(Beginning of Data shown)
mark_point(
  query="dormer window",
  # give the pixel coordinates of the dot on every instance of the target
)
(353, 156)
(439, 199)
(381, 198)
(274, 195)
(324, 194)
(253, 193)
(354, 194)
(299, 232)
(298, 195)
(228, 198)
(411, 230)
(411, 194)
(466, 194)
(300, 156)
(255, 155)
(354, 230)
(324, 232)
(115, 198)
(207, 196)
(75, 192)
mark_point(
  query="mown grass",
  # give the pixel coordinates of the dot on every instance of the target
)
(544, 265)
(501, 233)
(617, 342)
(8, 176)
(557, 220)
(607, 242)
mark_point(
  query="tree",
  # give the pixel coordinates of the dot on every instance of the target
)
(End of Data shown)
> Work order: Each line above should be reproduced exactly, with nothing omitted.

> Exercise solution:
mark_point(
  query="dormer window",
  # give the pixel coordinates of the dot on every instance of the target
)
(353, 156)
(439, 199)
(381, 198)
(274, 195)
(324, 194)
(253, 193)
(354, 194)
(299, 232)
(298, 195)
(228, 198)
(411, 230)
(411, 194)
(466, 194)
(300, 156)
(255, 155)
(354, 230)
(324, 232)
(115, 198)
(207, 196)
(75, 192)
mark_point(
  query="mown grass",
  # give the pixel coordinates of the dot on every instance of the target
)
(544, 265)
(501, 233)
(617, 342)
(8, 176)
(557, 220)
(607, 242)
mark_point(
  query="tree",
  # give the pixel coordinates of the dot on every instance of the target
)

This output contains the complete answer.